→ **What is being asked**: Reproduce, character for character, the lines below from the first through the one with "one marker per instance, written like [22,15]". Leave pictures out.

┌─ Task data

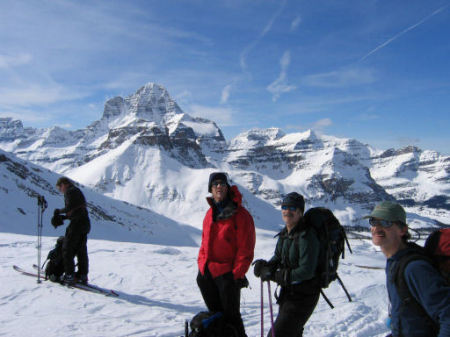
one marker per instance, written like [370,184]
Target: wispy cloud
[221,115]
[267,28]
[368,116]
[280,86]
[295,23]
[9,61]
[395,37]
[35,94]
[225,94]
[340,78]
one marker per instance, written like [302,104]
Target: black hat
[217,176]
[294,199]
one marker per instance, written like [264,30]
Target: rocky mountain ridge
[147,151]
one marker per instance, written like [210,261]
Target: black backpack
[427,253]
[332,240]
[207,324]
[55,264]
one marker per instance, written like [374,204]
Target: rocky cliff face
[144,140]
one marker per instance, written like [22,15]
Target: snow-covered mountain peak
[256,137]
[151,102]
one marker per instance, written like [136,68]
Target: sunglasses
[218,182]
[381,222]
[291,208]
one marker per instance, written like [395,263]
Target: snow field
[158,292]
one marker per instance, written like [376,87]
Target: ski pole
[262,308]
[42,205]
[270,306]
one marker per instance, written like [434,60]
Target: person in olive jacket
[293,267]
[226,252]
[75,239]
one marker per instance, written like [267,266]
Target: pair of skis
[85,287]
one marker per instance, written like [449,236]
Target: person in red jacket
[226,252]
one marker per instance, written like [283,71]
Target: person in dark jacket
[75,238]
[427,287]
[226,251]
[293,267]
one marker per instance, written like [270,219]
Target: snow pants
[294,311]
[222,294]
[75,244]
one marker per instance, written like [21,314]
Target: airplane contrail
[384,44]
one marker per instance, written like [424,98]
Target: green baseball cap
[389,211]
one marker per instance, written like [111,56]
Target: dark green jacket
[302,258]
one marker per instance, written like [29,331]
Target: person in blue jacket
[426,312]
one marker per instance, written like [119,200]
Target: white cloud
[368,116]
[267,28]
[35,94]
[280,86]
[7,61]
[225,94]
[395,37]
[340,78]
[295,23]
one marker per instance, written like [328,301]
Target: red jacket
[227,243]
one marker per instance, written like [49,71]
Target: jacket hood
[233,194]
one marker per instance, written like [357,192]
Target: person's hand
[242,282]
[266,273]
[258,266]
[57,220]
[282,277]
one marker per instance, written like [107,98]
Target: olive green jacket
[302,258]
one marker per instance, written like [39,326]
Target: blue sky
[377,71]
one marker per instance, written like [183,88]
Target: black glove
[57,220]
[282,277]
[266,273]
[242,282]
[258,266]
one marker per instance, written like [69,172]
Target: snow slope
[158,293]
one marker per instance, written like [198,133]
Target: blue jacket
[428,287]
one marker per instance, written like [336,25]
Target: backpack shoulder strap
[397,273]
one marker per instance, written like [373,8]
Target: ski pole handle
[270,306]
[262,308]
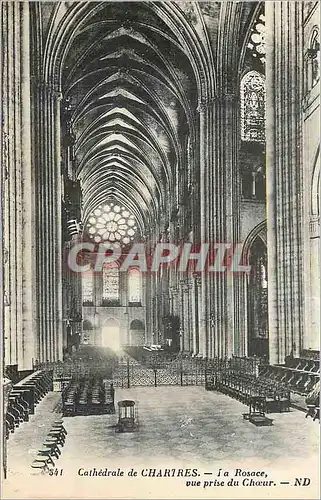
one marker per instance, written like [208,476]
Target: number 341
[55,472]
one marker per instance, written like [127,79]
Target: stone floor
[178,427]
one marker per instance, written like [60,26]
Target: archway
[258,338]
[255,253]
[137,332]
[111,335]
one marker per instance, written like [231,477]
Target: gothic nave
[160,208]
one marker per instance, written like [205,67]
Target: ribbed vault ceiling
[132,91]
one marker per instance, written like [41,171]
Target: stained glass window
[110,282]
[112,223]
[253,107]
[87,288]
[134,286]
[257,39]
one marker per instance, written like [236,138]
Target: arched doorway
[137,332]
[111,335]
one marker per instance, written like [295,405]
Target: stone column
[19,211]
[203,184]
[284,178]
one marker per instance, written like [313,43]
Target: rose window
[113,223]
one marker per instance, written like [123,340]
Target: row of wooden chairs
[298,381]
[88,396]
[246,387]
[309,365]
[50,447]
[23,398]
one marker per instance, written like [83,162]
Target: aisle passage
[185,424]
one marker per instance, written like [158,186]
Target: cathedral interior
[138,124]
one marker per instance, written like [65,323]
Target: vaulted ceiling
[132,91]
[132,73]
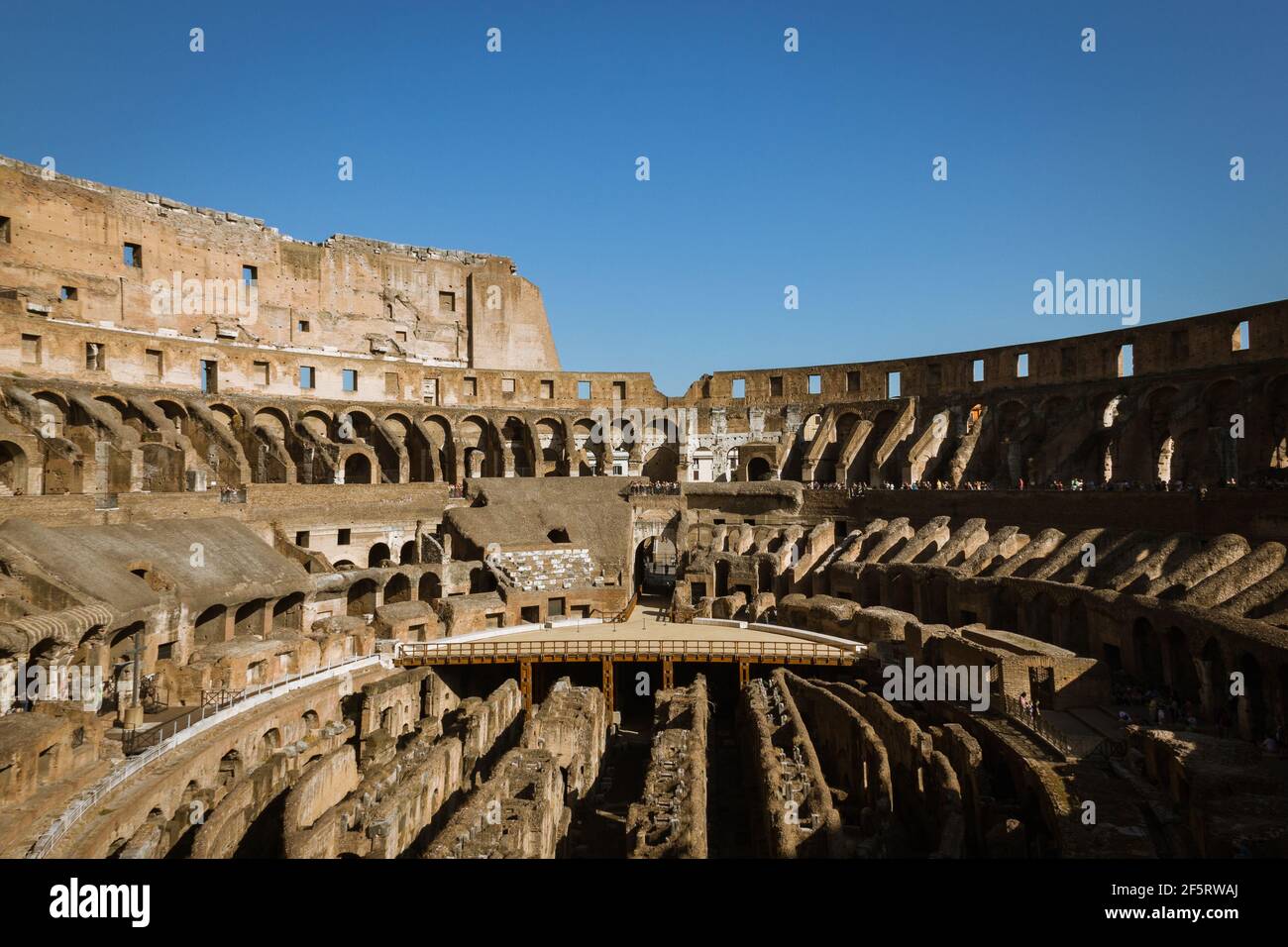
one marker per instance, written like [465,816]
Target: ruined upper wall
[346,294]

└─

→ **Exercise output**:
one marker per instance, written like [370,184]
Target: wispy cloud
[221,115]
[267,28]
[368,116]
[280,86]
[295,23]
[9,61]
[395,37]
[35,94]
[225,94]
[340,78]
one marker per instance, written like [302,104]
Target: black hat
[217,176]
[294,199]
one marker per instance, written like [264,30]
Target: rocky mountain ridge
[147,151]
one marker per instance, written like [210,261]
Target: black backpack
[427,253]
[332,240]
[207,324]
[55,264]
one marker per instance, written like [374,204]
Target: rocky cliff face
[144,140]
one marker per instance, written like [22,15]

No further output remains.